* [Directive]: Rewrite the lines below, replacing every "Kindly give" with "Please provide" and leaving everything else untouched.

# Records provided start

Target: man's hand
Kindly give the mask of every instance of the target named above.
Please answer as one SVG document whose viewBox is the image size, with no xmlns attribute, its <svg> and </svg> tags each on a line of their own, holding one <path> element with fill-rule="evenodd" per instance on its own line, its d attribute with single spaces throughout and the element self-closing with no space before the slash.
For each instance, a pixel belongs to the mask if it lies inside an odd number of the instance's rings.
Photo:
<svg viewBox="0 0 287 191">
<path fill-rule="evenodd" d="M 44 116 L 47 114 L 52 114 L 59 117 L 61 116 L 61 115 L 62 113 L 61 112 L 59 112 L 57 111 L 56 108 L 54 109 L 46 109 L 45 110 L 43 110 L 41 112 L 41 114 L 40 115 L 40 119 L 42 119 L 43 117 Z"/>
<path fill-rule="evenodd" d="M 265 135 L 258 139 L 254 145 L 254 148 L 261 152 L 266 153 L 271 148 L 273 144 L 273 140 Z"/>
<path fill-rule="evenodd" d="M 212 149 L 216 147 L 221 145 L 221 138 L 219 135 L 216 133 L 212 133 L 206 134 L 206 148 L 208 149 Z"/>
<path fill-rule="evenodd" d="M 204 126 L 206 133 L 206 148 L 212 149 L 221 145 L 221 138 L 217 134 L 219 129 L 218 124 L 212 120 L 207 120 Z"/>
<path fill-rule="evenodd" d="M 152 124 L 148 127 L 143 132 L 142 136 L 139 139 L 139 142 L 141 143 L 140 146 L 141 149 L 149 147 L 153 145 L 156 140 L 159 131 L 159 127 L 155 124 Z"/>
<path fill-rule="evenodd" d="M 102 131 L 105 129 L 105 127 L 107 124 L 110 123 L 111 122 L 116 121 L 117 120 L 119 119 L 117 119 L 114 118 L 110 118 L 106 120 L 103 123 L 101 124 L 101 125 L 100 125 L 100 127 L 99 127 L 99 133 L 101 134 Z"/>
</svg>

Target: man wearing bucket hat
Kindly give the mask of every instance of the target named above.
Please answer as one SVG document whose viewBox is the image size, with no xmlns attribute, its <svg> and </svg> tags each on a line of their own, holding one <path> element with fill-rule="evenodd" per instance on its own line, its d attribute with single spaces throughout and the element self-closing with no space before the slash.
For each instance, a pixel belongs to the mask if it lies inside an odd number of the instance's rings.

# Records provided end

* [Complete response]:
Target: man's hand
Please provide the mask of every instance of the target named above.
Please answer as one SVG document whose viewBox is the image size, with no xmlns attribute, its <svg> and </svg> tags each on a line of their own, holding one <path> element with fill-rule="evenodd" per instance on its own line, its d attribute with single spaces throughout and the element self-closing with no space before the slash.
For each instance, a pixel belongs to the mask if it lies inside an odd number of the instance's rings.
Photo:
<svg viewBox="0 0 287 191">
<path fill-rule="evenodd" d="M 44 116 L 47 114 L 52 114 L 59 117 L 61 116 L 61 115 L 62 113 L 61 112 L 59 112 L 57 111 L 56 108 L 54 109 L 46 109 L 45 110 L 43 110 L 41 112 L 41 114 L 40 115 L 40 119 L 42 119 L 43 117 Z"/>
<path fill-rule="evenodd" d="M 265 135 L 258 139 L 254 145 L 254 148 L 261 152 L 266 153 L 271 148 L 273 144 L 273 140 Z"/>
<path fill-rule="evenodd" d="M 212 149 L 216 147 L 221 145 L 221 138 L 219 135 L 216 133 L 212 133 L 206 134 L 206 148 L 208 149 Z"/>
<path fill-rule="evenodd" d="M 204 126 L 206 133 L 206 148 L 212 149 L 221 145 L 221 138 L 217 134 L 219 129 L 218 124 L 212 120 L 207 120 Z"/>
<path fill-rule="evenodd" d="M 152 124 L 148 127 L 143 132 L 142 136 L 139 139 L 139 142 L 141 143 L 140 146 L 141 149 L 149 147 L 153 145 L 156 140 L 159 131 L 159 127 L 155 124 Z"/>
<path fill-rule="evenodd" d="M 102 131 L 105 129 L 105 127 L 107 124 L 110 123 L 111 122 L 116 121 L 117 120 L 119 119 L 117 119 L 114 118 L 110 118 L 106 120 L 103 123 L 101 124 L 101 125 L 100 125 L 100 127 L 99 127 L 99 133 L 101 134 Z"/>
</svg>

Target: man wearing bucket hat
Please provide the mask of every instance of the target named above.
Please answer as one SVG document whose viewBox is the image size, with no xmlns attribute, its <svg> and </svg> tags each on a line of their own, holding one <path> element with fill-rule="evenodd" per instance on its own line, its d attribute with single spaces throughout and the element self-closing with no space before the slash.
For each instance, a pixel belongs to the mask if it lies inside an odd number of the instance's rings.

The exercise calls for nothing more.